- [GOAL]: Please rewrite every item below with "plan a grasp" replaced by "compute a pick" and everything else unchanged, leaving the pictures out of your answer.

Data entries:
>> start

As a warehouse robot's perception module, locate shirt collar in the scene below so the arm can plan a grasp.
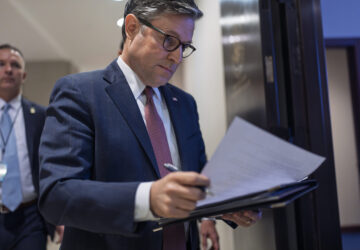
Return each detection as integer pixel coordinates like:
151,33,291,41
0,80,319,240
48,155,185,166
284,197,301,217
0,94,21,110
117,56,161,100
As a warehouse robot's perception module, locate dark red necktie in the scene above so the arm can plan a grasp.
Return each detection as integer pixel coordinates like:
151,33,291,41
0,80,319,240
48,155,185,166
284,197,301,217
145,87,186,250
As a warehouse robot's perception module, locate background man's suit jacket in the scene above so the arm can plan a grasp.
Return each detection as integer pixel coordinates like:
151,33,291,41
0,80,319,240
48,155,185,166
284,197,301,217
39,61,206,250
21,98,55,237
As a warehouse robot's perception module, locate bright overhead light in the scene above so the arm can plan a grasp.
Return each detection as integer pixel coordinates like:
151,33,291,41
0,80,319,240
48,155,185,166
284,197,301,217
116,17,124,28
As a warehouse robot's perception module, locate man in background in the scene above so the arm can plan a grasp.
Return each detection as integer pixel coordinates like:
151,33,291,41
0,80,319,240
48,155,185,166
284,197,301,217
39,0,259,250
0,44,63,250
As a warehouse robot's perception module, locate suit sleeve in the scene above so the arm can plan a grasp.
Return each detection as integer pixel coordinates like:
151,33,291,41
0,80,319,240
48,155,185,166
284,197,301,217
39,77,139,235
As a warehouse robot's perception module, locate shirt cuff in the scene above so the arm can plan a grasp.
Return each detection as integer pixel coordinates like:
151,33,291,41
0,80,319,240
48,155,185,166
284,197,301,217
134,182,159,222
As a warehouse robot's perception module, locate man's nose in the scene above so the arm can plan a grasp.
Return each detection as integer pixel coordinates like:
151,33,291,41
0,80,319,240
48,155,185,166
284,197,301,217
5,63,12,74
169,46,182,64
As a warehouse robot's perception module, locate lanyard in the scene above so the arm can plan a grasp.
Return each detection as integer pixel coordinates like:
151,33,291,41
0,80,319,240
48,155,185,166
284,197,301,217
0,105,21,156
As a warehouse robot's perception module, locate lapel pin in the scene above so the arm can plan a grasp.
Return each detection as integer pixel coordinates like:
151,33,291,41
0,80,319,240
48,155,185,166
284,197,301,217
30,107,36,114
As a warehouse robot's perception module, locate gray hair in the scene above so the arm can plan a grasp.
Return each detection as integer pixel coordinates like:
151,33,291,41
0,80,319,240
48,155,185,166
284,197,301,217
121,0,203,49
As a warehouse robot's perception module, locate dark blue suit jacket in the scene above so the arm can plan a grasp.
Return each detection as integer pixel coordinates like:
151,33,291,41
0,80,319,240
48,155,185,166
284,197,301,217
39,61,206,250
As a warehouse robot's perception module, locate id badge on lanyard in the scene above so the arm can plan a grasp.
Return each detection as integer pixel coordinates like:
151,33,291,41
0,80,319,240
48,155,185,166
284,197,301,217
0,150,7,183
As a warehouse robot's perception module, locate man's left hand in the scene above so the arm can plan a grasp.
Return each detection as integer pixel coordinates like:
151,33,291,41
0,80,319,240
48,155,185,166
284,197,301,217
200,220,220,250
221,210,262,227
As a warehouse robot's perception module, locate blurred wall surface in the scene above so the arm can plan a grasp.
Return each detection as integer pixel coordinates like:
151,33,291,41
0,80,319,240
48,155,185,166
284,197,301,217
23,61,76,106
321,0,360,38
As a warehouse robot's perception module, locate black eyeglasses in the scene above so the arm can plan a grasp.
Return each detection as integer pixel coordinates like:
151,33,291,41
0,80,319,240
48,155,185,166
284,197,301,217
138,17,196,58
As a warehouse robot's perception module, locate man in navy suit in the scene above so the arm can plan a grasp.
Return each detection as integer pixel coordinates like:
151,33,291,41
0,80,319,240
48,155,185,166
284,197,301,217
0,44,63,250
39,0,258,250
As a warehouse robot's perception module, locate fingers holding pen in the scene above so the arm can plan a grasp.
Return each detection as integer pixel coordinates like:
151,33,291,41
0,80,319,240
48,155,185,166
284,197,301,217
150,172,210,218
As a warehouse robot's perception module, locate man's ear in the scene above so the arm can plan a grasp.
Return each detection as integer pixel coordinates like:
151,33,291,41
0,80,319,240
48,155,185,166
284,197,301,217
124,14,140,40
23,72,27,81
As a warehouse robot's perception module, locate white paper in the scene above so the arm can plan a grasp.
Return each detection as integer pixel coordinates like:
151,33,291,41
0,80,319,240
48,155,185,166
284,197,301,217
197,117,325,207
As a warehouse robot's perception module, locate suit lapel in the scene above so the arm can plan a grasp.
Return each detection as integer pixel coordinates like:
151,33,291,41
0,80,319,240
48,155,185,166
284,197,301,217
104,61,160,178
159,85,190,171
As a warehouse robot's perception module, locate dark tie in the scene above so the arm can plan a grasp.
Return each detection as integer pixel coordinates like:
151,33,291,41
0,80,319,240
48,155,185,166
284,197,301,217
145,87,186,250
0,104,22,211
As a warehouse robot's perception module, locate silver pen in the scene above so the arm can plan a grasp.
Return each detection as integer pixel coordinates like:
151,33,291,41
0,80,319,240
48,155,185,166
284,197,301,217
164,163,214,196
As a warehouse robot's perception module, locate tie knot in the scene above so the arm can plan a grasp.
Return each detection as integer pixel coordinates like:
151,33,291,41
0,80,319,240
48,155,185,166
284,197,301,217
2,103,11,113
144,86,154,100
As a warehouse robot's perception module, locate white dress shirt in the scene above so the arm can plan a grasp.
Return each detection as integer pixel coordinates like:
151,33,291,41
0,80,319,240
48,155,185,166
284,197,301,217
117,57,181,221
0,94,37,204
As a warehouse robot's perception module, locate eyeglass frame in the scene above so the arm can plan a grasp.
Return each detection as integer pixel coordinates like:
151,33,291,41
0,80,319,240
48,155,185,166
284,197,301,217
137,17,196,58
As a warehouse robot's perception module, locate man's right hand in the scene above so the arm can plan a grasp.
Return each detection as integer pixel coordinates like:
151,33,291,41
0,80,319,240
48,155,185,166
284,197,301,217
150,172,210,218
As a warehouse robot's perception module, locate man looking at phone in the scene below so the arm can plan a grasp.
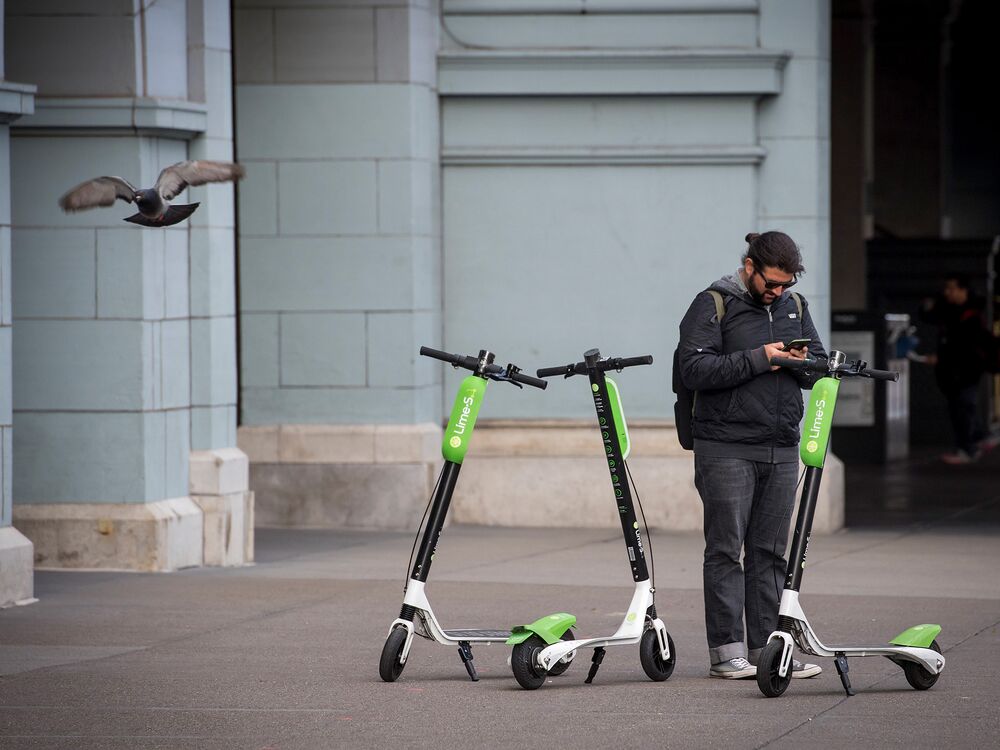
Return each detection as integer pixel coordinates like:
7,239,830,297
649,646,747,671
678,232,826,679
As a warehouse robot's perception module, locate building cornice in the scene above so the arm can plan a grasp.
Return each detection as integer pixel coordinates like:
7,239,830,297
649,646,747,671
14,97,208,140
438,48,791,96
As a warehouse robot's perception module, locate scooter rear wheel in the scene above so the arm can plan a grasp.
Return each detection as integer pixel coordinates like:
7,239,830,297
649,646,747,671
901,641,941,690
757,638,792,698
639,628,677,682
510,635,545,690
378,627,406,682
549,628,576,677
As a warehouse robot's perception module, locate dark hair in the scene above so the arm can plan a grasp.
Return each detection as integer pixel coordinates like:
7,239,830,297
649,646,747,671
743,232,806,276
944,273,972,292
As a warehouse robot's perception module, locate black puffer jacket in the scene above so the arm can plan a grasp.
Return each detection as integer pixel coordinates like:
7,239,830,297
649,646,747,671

>> end

- [TASK OUTPUT]:
As a warehouse robot's perception module, locate shirt collar in the scene below so the arm can compute a pick.
Return each detection as integer pixel coordinates like:
151,33,291,41
0,80,319,240
48,155,185,166
284,197,301,217
0,94,21,110
117,56,161,100
As a warehouse robot's perception module, locate dark red necktie in the scene above so the arm can compute a pick.
Return each detection as integer pixel coordinates like:
151,33,291,41
0,80,319,240
48,155,185,166
284,197,301,217
145,87,186,250
As a warehouse robot's perception module, locate background man's suit jacket in the scene above so the arm can compute a pick.
Return each detection as integer pixel coordinates like:
151,33,291,41
0,80,319,240
48,155,185,166
284,197,301,217
39,61,206,250
21,98,55,237
As a warehouse robot's perception module, locate bright overhead light in the scene above so the arm can compute a pick.
Return each detection as integer pixel coordinates like:
151,33,291,41
0,80,319,240
48,155,185,166
284,197,301,217
116,17,124,28
As a warehouse robot's perception module, locate man in background in the scene above so the arm can compute a pick.
Return each detection as integer pixel coordinates like:
151,33,291,41
0,80,319,240
48,155,185,166
284,197,301,217
39,0,259,250
0,44,63,250
As a warehouse robot's perception module, locate suit sleeve in the scene above so the arm can compute a pick.
Return each detection as integer pixel coordinates like:
151,33,291,41
0,80,319,240
48,155,185,166
284,197,301,217
39,77,139,235
As a warehouse robot's perception module, locate shirt cuff in the scene above so the arm can compute a pick.
Return each detection as integer pixel coordinates like:
151,33,291,41
0,80,319,240
48,155,185,166
284,197,301,217
134,182,159,222
As a warehouse robot's perception module, locate man's nose in the scene above so the arm can compute a pick.
Return each detection as integer pixel coordinates like:
151,33,291,41
0,80,319,240
48,155,185,166
284,197,301,217
5,63,12,74
169,46,182,64
As a warehouse robot's perception module, locate lanyard in the scene above so the arm can compute a pick.
Return each detection as integer pixel coordinates like:
151,33,291,41
0,80,319,240
48,155,185,166
284,197,301,217
0,105,21,156
As a warehouse robot's perception module, locate lapel pin in the scene above so the arm can compute a pick.
Return each detection as integer pixel coordinates like:
151,33,291,41
0,80,319,240
48,155,185,166
284,197,301,217
30,107,36,114
As a warehouse robot's perception module, locate gray hair in the scene above so the arm can compute a pick.
Return each detection as integer pixel coordinates like:
151,33,291,41
0,80,319,240
48,155,185,166
284,197,301,217
121,0,203,49
As a warehouse robot's perception module, locate dark blue suit jacket in the scene above so the arm can compute a pick.
Return each detection as integer pixel coordinates like:
151,33,291,41
0,80,319,240
48,155,185,166
284,197,301,217
39,61,206,250
As a warehouse robot's perception module, locate id badge on lanyard in the scene above so the arm can compute a pick.
Return each detection as integer pixel coordinates like:
151,33,291,41
0,80,319,240
48,155,185,166
284,197,301,217
0,150,7,183
As a warehouse robot's perception module, locate man's left hand in the scene above so the arm can compute a pick.
Return each detection as integer pixel coordinates like:
151,33,291,41
0,80,319,240
48,155,185,166
284,197,301,217
200,220,220,250
221,210,262,227
As a warehouse robot's perception module, locate blurred wall surface in the scene above so the arm can compute a pick.
Return each detection as integer pixel coordinates like:
151,33,291,41
0,80,319,240
48,155,185,166
284,197,301,217
23,61,76,106
321,0,360,38
As a warehouse robot's perception module, locate black eyeglasses in the scene above so the arm can compute a pick.
Return each detection as integer pixel coordinates like:
151,33,291,41
0,80,319,240
48,155,185,166
284,197,301,217
138,17,196,58
As a warehouse robot's perception module, locate man in navy suit in the scene above so the arm can compute a pick.
Return each detection as integer pixel coordinates like:
151,33,291,41
0,80,319,240
48,155,185,166
284,197,301,217
0,44,63,250
39,0,258,250
As a warehouse robot's perception module, locate fingers holding pen in the scene above so the arm can compute a pick.
Return each detection as integer pixel coordinates like:
151,33,291,41
0,80,319,240
48,155,185,166
284,197,301,217
150,172,210,218
As a warehouse robot's perception module, locate man's ear in the scene above so the arm can compute a pick.
Return each detection as integer pixel coordinates like:
151,33,291,41
0,80,319,240
48,155,185,166
284,197,301,217
124,14,140,40
23,72,27,81
As a warehouse robot's perception module, locate white paper in the scene above so the arm can compute a pick.
Return each detection as integer pixel coordinates like:
151,33,291,41
0,80,319,240
48,155,185,166
284,197,301,217
197,117,325,207
As a warehouse robot's perception module, locate suit lapel in the scene above so the arm can compute a pick.
Return each detection as integer pixel coordinates like:
151,33,291,41
0,80,319,240
48,155,185,166
284,197,301,217
104,61,160,178
159,85,190,171
As a warehouse robot's perception module, locate dark tie in the scene above so the arm can compute a pick.
Return each detection as integer pixel coordinates like:
151,33,291,41
0,80,319,240
48,155,185,166
284,197,301,217
145,87,186,250
0,104,22,211
As a warehouse robot's perception module, locate silver pen in the scene above so the arm can compute a pick.
Return each detection as integer pixel coordinates like:
151,33,291,41
0,80,319,240
48,155,185,166
284,197,301,217
164,163,214,196
As a warehouse robot's perception module, locate tie knot in the scene above so the arm can compute a pick.
Return each detection as integer pixel coordinates like:
151,33,291,41
0,80,319,240
48,155,185,166
284,197,301,217
2,103,11,113
144,86,154,100
As a warehouse robot's perception module, locate white dress shirt in the scene above so the arm can compute a pick.
Return each detection as integer pixel coordinates like:
151,33,291,41
0,80,319,240
48,155,185,166
284,197,301,217
117,57,181,221
0,94,37,204
As a warehouse robot's perception module, locate eyeglass frame in the scene above so the arm can compute a pick.
Return each detection as integer pixel coordinates like:
151,33,291,41
0,80,319,240
48,155,185,166
284,197,301,217
137,17,196,58
As a warehouse robot's perception module, locate man's right hand in the scene above so the arm can compute a pick.
Return each detection as integer pixel coordinates like:
151,33,291,41
0,80,319,240
48,155,185,166
284,197,301,217
150,172,210,218
As a warehouse robot's perception module, locate man looking at phone in the scene below so the arm can compute a pick.
Return each detection as integer pixel coordinates like:
7,239,830,297
649,646,747,671
678,232,826,679
As a warehouse robot's perception module, locate building cornice in the scene above so the arm can compute a pick.
Return each detection as integer pixel coordinates like:
7,239,830,297
649,646,747,671
14,97,208,140
438,48,791,96
As a warehouse robot's perception module, locate scooter rear wheel in the scene above so the arm can compute a pick.
Return each detection as integer pixel coordinates like:
7,239,830,297
649,646,747,671
901,641,941,690
757,638,792,698
639,628,677,682
510,635,545,690
378,627,406,682
549,628,576,677
As a warehouse robot's perception module, locate dark hair in the scene above so the arm can compute a pick.
Return each detection as integer pixel coordinates like:
7,239,830,297
649,646,747,671
743,232,806,276
944,273,972,292
As a warehouse robot's perception module, locate black puffer jacket in the scene above so the arm can compute a pick.
Return each detection as integer pixel coordinates like:
7,239,830,297
649,646,747,671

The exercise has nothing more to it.